(Texte présenté)
La
décolonisation, la subversion et la guerre révolutionnaire.
Après
1945, du fait des ambitions indépendantistes des colonies européennes mais
aussi des influences des idéologies de la Guerre Froide, plusieurs penseurs
comme Mao (Chine), Fidel Castro (Cuba), Ché Guevara (Amérique du sud), Hô Chi
Minh (Vietnam) et Marcelino Dos Santos (Mozambique), Chin Peng (Malaisie) ou
Ahmed Ben Bella (Algérie) théorisent ou développent, avec leurs spécificités
propres, une doctrine de guerre révolutionnaire, de subversion et de libération
nationale. Si les applications concrètes diffèrent parfois d’un pays à l’autre,
les fondements sont souvent les mêmes dans la mise en œuvre de l’insurrection.
Ainsi, cette stratégie indirecte, très bien décrite par le général Beaufre dans
son ouvrage « Introduction à la
stratégie » se met en place face aux grandes puissances de l’époque.
On y retrouve, à chaque fois, l'instauration d’une organisation clandestine, celle
d’une administration parallèle, une rébellion armée qui agit, de surcroît, au
sein de la population, pratique la terreur, la subversion (propagande,
noyautage, recrutement) et frappe à partir de ses sanctuaires (souvent derrière
une frontière ou dans un relief difficile d’accès), bases protégées qui
s’élargissent avec le temps.
Que
ce soient par une volonté d’indépendance ou la traduction de revendications
sociales comme politiques, ces insurgés sont souvent soutenus par l’Union
Soviétique et ce, tant matériellement que financièrement ou idéologiquement.
Les pays occidentaux ou encore les gouvernements soutenus par les Etats-Unis
(pouvoirs forts) font dès lors face à des situations complexes, alliant décolonisation, pauvreté sociale,
délégitimation d’Etats totalitaires, propagande communiste, réseaux mafieux,
tribalisme ou panarabisme.

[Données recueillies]
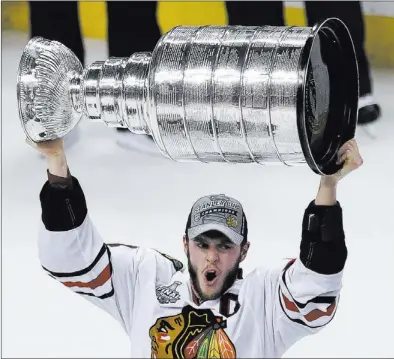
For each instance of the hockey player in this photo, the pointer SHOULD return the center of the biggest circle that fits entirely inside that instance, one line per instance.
(211, 312)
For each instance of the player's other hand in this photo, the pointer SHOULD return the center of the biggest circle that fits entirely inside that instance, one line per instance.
(349, 156)
(48, 148)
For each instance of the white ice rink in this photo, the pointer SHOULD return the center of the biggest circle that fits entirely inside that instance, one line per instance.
(144, 199)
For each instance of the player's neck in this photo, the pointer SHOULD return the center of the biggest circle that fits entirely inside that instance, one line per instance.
(196, 298)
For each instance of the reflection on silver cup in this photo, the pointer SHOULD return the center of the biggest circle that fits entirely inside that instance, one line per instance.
(208, 93)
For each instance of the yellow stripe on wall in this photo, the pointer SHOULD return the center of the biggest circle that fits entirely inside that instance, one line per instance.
(93, 19)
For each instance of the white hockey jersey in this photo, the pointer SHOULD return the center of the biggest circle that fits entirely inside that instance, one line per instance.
(261, 316)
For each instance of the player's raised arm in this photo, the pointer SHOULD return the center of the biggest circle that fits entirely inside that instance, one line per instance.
(309, 286)
(72, 251)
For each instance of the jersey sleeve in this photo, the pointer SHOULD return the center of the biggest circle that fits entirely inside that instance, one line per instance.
(301, 296)
(292, 301)
(73, 253)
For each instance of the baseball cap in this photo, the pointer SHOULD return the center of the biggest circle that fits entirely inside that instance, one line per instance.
(217, 212)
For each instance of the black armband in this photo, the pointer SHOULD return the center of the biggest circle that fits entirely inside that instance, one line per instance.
(63, 208)
(323, 249)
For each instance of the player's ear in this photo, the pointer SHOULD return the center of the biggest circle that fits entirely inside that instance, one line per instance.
(244, 250)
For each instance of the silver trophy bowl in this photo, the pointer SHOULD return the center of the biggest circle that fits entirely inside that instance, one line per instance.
(266, 95)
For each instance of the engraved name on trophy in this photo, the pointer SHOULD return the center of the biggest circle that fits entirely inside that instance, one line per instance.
(234, 94)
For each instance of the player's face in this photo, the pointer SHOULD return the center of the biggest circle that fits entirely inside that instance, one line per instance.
(213, 265)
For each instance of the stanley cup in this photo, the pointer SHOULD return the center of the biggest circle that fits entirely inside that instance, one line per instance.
(266, 95)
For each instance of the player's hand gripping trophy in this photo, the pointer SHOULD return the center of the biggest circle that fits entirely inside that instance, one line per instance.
(234, 94)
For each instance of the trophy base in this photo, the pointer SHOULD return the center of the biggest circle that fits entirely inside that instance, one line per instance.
(327, 117)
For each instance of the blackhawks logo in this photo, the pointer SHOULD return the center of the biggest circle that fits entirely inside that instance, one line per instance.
(191, 334)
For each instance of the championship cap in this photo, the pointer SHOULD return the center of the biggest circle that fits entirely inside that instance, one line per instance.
(220, 213)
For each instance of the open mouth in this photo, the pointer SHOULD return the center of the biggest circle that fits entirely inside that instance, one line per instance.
(210, 276)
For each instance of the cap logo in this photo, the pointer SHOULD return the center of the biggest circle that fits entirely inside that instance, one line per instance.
(231, 221)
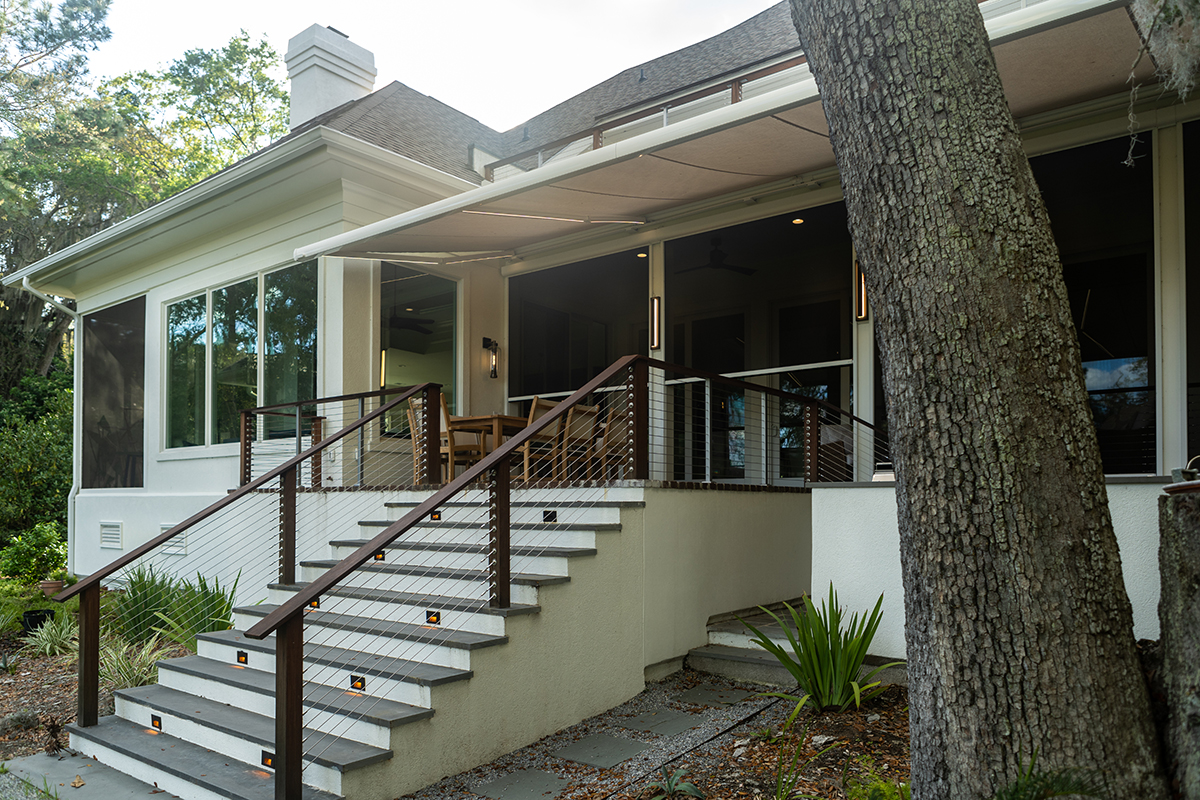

(Travail à faire)
a: D'après le texte sur la décolonisation et la guerre révolutionnaire, qui a très bien décrit cette stratégie indirecte, et dans quel ouvrage ?
b: Rédigez la suite du texte sur la décolonisation et la guerre révolutionnaire, à partir de sa dernière phrase.

(Résultats successifs)
a: Le général Beaufre, dans son ouvrage « Introduction à la stratégie ».

b:
Les
réponses des pays occidentaux sont diverses et obtiennent des résultats
mitigés, plutôt tactiquement efficaces mais rarement politiquement ainsi que
stratégiquement durables.
Par
conséquent, les Français doivent quitter l’Indochine après une défaite
symbolique à Dien Bien Phû en 1954. Ils faisaient face au Vietminh qui aura
néanmoins souffert des actions menées par les groupes mobiles comme le GM 100,
unité de contre-insurrection qui tient les « Hauts plateaux » avec l’appui de combattants locaux. Les
Britanniques du général Templer finissent par vaincre les insurgés malais dans
la jungle mais au prix de combats violents, de lourdes pertes, d’un exode
massif de la population paysanne et de réformes politico-sociales importantes.
Dans la plupart des cas, les puissances coloniales ou les dictatures doivent
céder devant l’ampleur de l’action des insurgés et le soutien à l’insurrection
de plus en plus important de la population voire de la communauté
internationale.
Tactiquement
pourtant, les opérations militaires sont souvent couronnées de succès, à
l’image de la situation en Algérie entre 1959 et 1961. En effet, l’appareil de
combat du FLN (front de libération national algérien) est très affaibli par
l’action combinée développée grâce au plan du général Challe. Dans ce cadre, la
ligne « Morice » rend les
frontières presque imperméables à toute infiltration venue de l’étranger ; les
« commandos de chasse »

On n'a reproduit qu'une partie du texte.